Content starts
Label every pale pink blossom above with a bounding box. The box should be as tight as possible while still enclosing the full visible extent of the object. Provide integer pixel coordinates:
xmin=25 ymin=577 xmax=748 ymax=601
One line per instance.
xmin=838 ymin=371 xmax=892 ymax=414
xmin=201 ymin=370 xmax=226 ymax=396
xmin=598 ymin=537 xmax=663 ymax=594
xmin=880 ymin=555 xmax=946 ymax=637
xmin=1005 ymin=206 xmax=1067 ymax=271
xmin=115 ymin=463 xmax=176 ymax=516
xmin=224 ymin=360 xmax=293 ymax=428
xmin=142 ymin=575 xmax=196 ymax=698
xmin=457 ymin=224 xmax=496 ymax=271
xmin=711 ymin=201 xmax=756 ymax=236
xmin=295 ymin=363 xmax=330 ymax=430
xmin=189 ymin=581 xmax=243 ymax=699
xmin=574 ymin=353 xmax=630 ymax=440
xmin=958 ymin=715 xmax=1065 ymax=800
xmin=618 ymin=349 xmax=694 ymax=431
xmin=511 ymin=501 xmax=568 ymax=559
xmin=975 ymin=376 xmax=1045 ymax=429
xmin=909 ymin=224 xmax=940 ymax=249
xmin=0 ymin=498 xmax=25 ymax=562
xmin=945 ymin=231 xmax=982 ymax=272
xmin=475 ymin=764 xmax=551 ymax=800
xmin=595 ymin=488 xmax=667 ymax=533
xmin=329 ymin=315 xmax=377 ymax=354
Content ends
Would you return exactly, and only, the lines beginning at the one with "xmin=25 ymin=577 xmax=748 ymax=601" and ending at the last line of the listing?

xmin=25 ymin=577 xmax=748 ymax=601
One line per instance.
xmin=838 ymin=371 xmax=892 ymax=414
xmin=201 ymin=370 xmax=226 ymax=396
xmin=598 ymin=537 xmax=663 ymax=594
xmin=880 ymin=555 xmax=946 ymax=637
xmin=1005 ymin=206 xmax=1067 ymax=271
xmin=115 ymin=463 xmax=176 ymax=516
xmin=224 ymin=360 xmax=293 ymax=428
xmin=142 ymin=575 xmax=196 ymax=698
xmin=457 ymin=224 xmax=496 ymax=271
xmin=711 ymin=201 xmax=756 ymax=236
xmin=295 ymin=363 xmax=330 ymax=430
xmin=189 ymin=581 xmax=243 ymax=699
xmin=574 ymin=353 xmax=630 ymax=440
xmin=958 ymin=715 xmax=1065 ymax=800
xmin=618 ymin=349 xmax=694 ymax=431
xmin=511 ymin=501 xmax=568 ymax=559
xmin=975 ymin=376 xmax=1045 ymax=429
xmin=909 ymin=224 xmax=940 ymax=249
xmin=0 ymin=498 xmax=25 ymax=562
xmin=945 ymin=231 xmax=982 ymax=272
xmin=475 ymin=764 xmax=551 ymax=800
xmin=595 ymin=488 xmax=667 ymax=533
xmin=329 ymin=315 xmax=377 ymax=354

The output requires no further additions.